**Extract:**
Lab 12

In today’s lab, you have the chance to learn how to use some Python packages that might be useful in the future!

We’ll start with a brief explanation of what a package is and how to install one in PyCharm. Then, the rest of the lab will consist of a number of explanations and practice problems meant to familiarize you with numpy and matplotlib, which are popular Python packages.

What’s a package?

First, some terminology:

There are hundreds of thousands of Python packages available online. Some are so commonly used that you’ll find them in almost every large-scale Python application; others serve highly specific purposes.

PyCharm makes it very easy to download and use packages in your projects.

On a Mac computer: go to PyCharm --> Preferences --> Project Interpreter and press the + button.

On a Windows computer: go to File --> Settings --> Project --> Project Interpreter and press the + button.

This will bring up a list of common packages; search for the one that you want and press “Install Package”.

Section 1: Numpy

Numpy is a widely used library for manipulating numbers, vectors, and matrices (many other libraries are built on top of Numpy). Numpy has great support for manipulating vectors with arbitrary numbers of dimensions. We’ll go through a couple examples of problems where Numpy might be helpful. Note that a lot of this can be done in Python, without Numpy, but Numpy tends to make math-related computations easier and more efficient.

It might be helpful to look at documentation here. And in general, googling the name of a function should turn up some helpful documentation.

Getting started

Once you’ve installed Numpy, include import numpy as np at the top of your Python file.

Part 1

Numpy works with arrays which are essentially lists that can be one, two, or more dimensions. Let’s get our feet wet by creating some Numpy arrays. For each of these problems, assign the array to a variable and then print the array (no need to write functions):

  1. Make the array [0, 1, 2] with np.array
  2. Make the array [0, 1, 2] with np.arange
  3. Make the array [0, 0, 0] with np.zeros
  4. Make the matrix [[0, 1], [2, 3]] with np.array
  5. Make the matrix [[0, 1], [2, 3]] with np.arange and np.reshape.
    Note that the ‘shape’ of an array is essentially its dimensions. The above matrix has two rows and two columns, so its shape is (2, 2).
  6. Print the shape of the matrix from the previous part with .shape.
    Note that if v is an array, v.shape will return a tuple that contains its shape.
  7. Print the number of rows in the matrix from part 5 with .shape.
    Note that the number of rows is the first element of the shape tuple.

Note: For these last three functions, we’re relying on you to use the numpy documentation to figure out what parameters each of these functions take in! Ask a TA if you get stuck.

**Entries supplied:**
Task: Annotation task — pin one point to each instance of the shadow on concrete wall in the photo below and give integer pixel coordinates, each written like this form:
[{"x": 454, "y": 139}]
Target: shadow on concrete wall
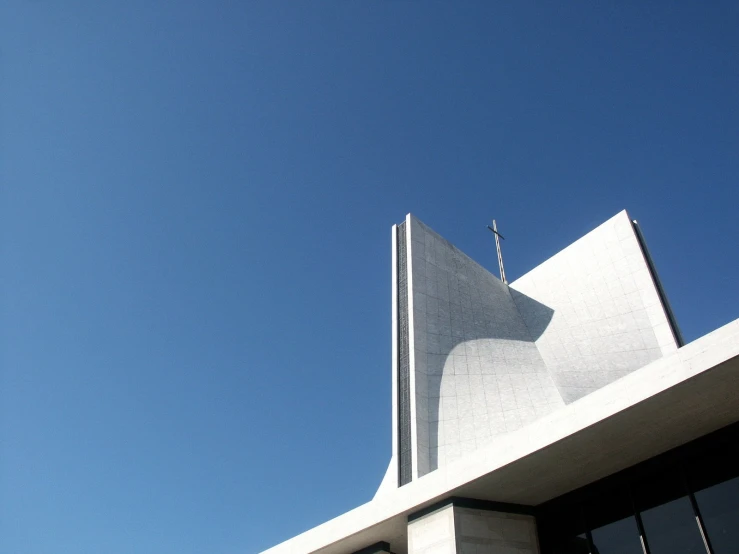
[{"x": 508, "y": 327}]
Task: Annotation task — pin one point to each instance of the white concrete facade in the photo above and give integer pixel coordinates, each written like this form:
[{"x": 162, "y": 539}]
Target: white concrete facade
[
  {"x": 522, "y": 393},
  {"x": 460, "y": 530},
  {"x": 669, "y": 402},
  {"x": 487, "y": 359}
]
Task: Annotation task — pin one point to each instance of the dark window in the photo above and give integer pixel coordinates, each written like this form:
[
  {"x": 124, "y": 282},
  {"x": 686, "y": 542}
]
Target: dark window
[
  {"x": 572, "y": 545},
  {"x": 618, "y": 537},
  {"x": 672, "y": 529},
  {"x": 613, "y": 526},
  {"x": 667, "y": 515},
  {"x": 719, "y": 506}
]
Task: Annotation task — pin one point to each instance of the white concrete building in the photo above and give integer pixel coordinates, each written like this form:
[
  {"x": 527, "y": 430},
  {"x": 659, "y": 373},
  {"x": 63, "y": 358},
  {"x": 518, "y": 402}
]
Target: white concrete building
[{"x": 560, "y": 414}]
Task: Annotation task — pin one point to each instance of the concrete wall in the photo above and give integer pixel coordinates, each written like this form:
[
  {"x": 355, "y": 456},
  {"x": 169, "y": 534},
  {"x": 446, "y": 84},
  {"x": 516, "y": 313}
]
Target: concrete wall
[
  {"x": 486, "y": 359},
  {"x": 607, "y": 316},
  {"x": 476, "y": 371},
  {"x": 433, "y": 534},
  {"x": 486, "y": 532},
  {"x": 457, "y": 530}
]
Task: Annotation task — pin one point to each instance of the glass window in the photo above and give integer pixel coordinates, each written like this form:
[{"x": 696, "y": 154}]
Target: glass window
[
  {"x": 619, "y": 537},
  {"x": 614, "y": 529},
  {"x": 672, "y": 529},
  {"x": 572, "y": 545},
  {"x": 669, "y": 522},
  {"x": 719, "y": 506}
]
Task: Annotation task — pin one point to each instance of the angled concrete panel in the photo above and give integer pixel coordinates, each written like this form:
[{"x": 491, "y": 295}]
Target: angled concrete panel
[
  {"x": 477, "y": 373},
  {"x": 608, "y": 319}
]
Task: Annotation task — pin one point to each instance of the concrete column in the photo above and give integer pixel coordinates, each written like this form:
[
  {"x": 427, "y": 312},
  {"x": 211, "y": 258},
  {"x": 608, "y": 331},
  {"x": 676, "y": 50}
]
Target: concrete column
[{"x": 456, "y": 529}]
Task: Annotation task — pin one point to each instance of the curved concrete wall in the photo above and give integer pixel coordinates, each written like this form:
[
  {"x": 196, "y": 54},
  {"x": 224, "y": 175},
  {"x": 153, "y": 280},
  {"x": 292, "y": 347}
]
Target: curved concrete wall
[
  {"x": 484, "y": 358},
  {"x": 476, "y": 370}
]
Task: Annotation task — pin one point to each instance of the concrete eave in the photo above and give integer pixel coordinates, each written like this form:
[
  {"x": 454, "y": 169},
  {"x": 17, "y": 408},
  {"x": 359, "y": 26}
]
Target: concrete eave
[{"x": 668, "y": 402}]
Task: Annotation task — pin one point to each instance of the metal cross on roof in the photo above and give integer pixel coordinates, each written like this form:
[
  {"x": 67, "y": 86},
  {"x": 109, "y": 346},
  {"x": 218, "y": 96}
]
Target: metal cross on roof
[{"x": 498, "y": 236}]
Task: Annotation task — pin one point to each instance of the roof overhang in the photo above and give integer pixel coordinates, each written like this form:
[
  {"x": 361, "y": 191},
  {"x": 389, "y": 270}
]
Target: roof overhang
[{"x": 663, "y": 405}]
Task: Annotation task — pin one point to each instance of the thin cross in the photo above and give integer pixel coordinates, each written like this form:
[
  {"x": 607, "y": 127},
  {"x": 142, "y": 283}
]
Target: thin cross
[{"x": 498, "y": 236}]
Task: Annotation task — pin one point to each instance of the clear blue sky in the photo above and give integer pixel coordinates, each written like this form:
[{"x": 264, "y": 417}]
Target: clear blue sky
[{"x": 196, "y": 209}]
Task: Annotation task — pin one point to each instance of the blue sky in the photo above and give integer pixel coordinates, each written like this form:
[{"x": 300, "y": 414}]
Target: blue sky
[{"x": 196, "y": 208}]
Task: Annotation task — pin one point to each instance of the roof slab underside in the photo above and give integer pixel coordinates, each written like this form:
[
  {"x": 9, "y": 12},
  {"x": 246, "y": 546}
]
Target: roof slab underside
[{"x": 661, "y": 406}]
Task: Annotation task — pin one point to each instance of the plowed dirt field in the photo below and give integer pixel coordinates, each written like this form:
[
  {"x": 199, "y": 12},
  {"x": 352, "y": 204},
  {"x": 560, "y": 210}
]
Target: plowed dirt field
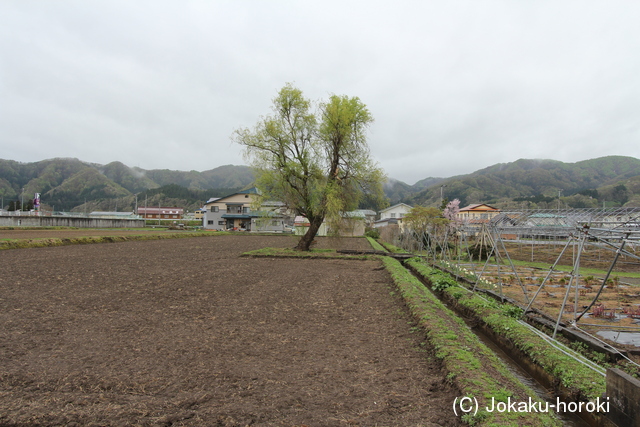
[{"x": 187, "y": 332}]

==

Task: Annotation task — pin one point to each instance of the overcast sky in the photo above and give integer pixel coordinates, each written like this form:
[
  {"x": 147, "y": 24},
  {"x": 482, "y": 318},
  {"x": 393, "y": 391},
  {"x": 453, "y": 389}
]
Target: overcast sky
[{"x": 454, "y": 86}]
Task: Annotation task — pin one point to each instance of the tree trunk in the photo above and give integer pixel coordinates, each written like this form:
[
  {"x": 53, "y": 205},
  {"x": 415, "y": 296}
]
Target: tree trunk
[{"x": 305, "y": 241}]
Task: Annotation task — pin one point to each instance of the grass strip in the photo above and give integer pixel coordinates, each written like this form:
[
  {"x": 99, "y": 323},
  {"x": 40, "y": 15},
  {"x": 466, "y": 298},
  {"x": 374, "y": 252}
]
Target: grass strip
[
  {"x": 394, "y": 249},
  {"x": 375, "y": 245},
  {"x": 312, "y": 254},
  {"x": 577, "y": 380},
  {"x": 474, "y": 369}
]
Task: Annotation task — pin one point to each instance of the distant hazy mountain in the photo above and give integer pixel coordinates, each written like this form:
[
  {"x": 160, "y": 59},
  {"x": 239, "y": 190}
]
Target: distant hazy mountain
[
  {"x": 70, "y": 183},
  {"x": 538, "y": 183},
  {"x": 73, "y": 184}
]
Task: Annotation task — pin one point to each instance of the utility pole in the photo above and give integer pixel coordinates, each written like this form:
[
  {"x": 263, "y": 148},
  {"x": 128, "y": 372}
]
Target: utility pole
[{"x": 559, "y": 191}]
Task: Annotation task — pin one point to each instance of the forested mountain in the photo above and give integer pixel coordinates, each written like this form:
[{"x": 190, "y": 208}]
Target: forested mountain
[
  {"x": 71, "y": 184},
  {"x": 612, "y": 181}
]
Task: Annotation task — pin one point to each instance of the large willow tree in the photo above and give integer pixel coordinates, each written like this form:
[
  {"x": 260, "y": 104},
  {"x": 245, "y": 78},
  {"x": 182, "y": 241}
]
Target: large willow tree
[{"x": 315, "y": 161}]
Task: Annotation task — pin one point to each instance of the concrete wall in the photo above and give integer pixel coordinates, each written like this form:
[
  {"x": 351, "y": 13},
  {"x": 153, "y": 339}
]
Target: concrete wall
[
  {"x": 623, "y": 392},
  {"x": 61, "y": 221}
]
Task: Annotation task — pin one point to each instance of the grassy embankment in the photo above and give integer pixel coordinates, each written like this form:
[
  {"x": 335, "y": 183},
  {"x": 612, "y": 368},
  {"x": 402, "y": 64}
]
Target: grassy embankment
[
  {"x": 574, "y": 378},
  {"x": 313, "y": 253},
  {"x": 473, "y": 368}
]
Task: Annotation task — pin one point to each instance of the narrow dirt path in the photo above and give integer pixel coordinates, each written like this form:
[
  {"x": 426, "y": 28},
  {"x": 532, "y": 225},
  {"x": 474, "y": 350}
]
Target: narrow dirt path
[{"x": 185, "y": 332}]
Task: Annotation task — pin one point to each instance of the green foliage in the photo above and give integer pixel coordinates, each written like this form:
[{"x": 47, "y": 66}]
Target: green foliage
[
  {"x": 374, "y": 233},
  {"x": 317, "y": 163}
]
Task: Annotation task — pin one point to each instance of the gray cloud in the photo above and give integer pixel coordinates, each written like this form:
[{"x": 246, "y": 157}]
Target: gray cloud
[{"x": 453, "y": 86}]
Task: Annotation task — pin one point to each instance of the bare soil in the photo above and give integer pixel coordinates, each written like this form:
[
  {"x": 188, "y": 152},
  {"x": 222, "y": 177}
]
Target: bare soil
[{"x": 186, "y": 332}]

**Exercise instructions:**
a: According to the Lab 12 handout, what does v.shape return when v is an array?
b: Rewrite the part of the Lab 12 handout that opens with the words containing "Section 1: Numpy" and closes with "some helpful documentation.", replacing "arbitrary" with "any".
c: Continue the Lab 12 handout on Numpy and matplotlib from its final sentence.

**Expected answers:**
a: A tuple that contains its shape.

b:
Section 1: Numpy

Numpy is a widely used library for manipulating numbers, vectors, and matrices (many other libraries are built on top of Numpy). Numpy has great support for manipulating vectors with any numbers of dimensions. We’ll go through a couple examples of problems where Numpy might be helpful. Note that a lot of this can be done in Python, without Numpy, but Numpy tends to make math-related computations easier and more efficient.

It might be helpful to look at documentation here. And in general, googling the name of a function should turn up some helpful documentation.

c:
  1. Use .linspace to produce a list of evenly spaced numbers (“linear spacing”). Use the documentation to figure out what parameters you should pass into .linspace to produce the list [0, 0.5, 1, 2, 2.5, 3] and then make your own list using a different spacing.
  2. Use .random.rand to make an array of random numbers that has 3 rows and 4 columns.
  3. Oops! Turns out we wanted an array of random numbers that has 4 rows and 3 columns! Use .transpose to flip the array from question 9 above. Ask a TA if you are unsure about what this function does.

Part 2

Great, now let’s use some Numpy functions to manipulate arrays. Write a couple example vectors (these can be small) and print the result of each of these computations. Again, no need to write functions here.

  1. Take the average of elements in a vector (np.average)
  2. Add two vectors element-wise, which means that the each element in the result vector is the sum of the corresponding elements in two vectors.
    Note that you can add vectors element-wise with ‘+’!
  3. Take the sum of elements in a vector (np.sum)
  4. Take the square root of a number (np.sqrt)

Part 3

Nancy Drew is on her last case. She received a tip that someone was counterfeiting money and needs to figure out which bills are real and which are fake. It turns out that the counterfeiter didn’t do a great job with the serial numbers on the bills, making the numbers either way too low or way too high. Nancy needs to log the serial numbers of some bills and pick out those with serial numbers that appear to be outliers, since these are more likely to be the fakes!

Nancy needs you to tie everything together and write a function that does a substantial mathematical computation: finding outliers!

One simple way of finding outliers is to mark each element that’s more than two standard deviations from the mean as an outlier. Write a function that takes in a one-dimensional numpy array and returns a list of outliers using this method.

np.abs might be helpful. You can also use the first formula for standard deviation in this Wikipedia article.

Also make sure to verify that your function works by inputting an array that clearly has a couple outliers.

If you’re excited about learning more about Numpy, we recommend the following tutorials:

There are also some Numpy image manipulation tutorials linked in the Pillow section of the lab.

Section 2: Matplotlib

Setup

Matplotlib is a Python package used for plotting! It gives access to the same kind of plotting functions we used in Pyret, except with more power (since we’re in Python). Now that you know how to use lists, plotting will be much more flexible (before we were stuck with tables).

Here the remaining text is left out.